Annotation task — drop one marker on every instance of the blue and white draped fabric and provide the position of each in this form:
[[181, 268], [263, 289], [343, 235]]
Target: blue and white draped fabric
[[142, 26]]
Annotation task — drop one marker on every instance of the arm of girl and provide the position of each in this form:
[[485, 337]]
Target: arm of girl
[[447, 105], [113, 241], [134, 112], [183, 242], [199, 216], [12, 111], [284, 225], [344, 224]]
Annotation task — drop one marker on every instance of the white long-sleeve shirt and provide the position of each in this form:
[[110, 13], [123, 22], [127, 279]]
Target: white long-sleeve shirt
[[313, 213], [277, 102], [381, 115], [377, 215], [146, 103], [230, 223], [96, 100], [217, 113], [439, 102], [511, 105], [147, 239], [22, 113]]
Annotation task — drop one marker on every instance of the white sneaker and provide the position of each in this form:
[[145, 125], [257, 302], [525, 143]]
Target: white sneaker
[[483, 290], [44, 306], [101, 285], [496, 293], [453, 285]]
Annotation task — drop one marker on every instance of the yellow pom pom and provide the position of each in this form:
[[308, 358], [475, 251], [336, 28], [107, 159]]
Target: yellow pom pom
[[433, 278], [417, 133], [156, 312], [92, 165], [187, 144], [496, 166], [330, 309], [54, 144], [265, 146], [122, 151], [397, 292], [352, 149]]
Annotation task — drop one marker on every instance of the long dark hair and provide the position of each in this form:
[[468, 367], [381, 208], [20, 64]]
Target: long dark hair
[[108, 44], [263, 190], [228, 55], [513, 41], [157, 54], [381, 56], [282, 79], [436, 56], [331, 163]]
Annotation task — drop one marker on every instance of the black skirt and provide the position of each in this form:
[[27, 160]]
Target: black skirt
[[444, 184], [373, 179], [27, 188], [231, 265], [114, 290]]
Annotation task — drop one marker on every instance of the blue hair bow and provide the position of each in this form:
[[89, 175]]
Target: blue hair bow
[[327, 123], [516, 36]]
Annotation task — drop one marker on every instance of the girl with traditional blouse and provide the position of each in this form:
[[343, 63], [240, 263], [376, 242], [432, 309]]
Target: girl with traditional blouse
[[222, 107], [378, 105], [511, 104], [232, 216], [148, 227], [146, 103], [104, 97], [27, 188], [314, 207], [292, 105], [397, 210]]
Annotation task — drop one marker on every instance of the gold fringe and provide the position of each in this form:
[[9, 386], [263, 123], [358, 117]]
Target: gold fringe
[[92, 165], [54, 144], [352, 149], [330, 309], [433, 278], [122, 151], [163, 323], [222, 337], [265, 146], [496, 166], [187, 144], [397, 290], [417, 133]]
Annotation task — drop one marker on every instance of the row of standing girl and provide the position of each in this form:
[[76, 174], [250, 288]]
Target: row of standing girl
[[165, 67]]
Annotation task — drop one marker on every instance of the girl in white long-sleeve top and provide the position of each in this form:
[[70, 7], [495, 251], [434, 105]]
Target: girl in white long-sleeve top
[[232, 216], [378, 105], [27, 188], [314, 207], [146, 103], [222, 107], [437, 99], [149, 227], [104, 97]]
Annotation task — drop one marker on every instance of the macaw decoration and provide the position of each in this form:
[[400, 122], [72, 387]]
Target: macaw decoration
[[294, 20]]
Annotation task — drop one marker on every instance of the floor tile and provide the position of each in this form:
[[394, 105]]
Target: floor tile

○ ○ ○ ○

▶ SHORT TASK:
Reproduce every one of the lines above without any changes, from the first to the last.

▶ WORKED ANSWER:
Annotation task — drop one marker on every instance of the blue and white draped fabric and provide the position of each in this form:
[[181, 268], [263, 289], [343, 235]]
Target: blue and white draped fabric
[[142, 26]]
Annotation task — drop one marker on every instance of the arm of girl and provide the position of each in this form:
[[485, 337]]
Target: arm of girl
[[447, 105], [113, 241], [134, 112], [183, 242], [199, 216], [12, 111], [284, 225], [344, 224]]
Annotation task — drop one marker on every instance of the white long-sleeve shirt and provide the position of each in this form:
[[110, 13], [123, 22], [127, 279]]
Target: white long-sleeve shirt
[[313, 213], [277, 102], [381, 115], [377, 215], [146, 103], [230, 223], [96, 100], [217, 113], [439, 102], [511, 105], [147, 239], [22, 113]]
Annotation task — drop one marker on every instance of the white sneaker and provide the position of each in this form:
[[145, 125], [257, 302], [525, 143]]
Target: white sneaker
[[483, 290], [44, 306], [101, 285], [496, 293], [453, 285]]
Annotation task — drop one marker on every instance of the yellow pom pom and provide the position of each in this form:
[[308, 358], [475, 251], [336, 28], [107, 159]]
Target: yellow pom pom
[[433, 278], [417, 133], [156, 312], [92, 165], [187, 144], [496, 166], [330, 309], [54, 144], [265, 146], [122, 151], [397, 292], [352, 149]]
Annotation task — drop one marker on every instance of the long dark hair and provide the position of each in this form:
[[468, 367], [381, 208], [20, 64]]
Target: long dark hair
[[108, 44], [263, 190], [228, 55], [513, 41], [157, 54], [381, 56], [282, 79], [436, 56], [331, 163]]
Annotation task — drop one marker on every instance of the black skirt and provide the position of each in this form:
[[27, 160]]
Target: black skirt
[[444, 184], [373, 179], [27, 188], [231, 265], [114, 290]]
Annotation task — drop one marker on every instance of the blue hair bow and provide the position of each in this form:
[[89, 175]]
Target: blue hair bow
[[327, 123], [516, 36]]
Annotation task — drop one marker on every instance of the girl with traditional blouse and provide the position of each in this form:
[[343, 63], [240, 263], [376, 242], [432, 309]]
Target: girl with traditional blouse
[[222, 107], [378, 105], [511, 104], [232, 216], [148, 227], [146, 103], [104, 97], [27, 188], [314, 207], [292, 105], [397, 210]]
Annotation task — drop one marker on every instance of the gold fringe and provide the position of each in this form:
[[9, 386], [263, 123], [358, 117]]
Target: gold fringe
[[92, 165], [54, 144], [352, 149], [330, 309], [433, 278], [122, 151], [163, 323], [222, 337], [265, 146], [496, 166], [187, 144], [397, 290], [417, 133]]
Annotation task — drop one marker on every instance of the row of standing girl and provide the position of each in this form:
[[76, 174], [250, 288]]
Target: row of standing girl
[[165, 67]]
Annotation task — drop one marker on every instance of the girl in white long-sleeve top and provide the position of each in this form:
[[70, 7], [495, 251], [434, 105]]
Target: girl in white long-sleeve top
[[232, 216], [378, 105], [27, 188], [314, 207], [146, 103], [222, 107], [437, 99], [149, 227], [104, 97]]
Annotation task — drop one marker on every instance of the macaw decoration and provide the position of each in this form:
[[400, 122], [72, 387]]
Target: macaw decoration
[[294, 20]]
Annotation task — drop one marker on every instance of the floor tile and provide the position of each in this form:
[[394, 105]]
Target: floor tile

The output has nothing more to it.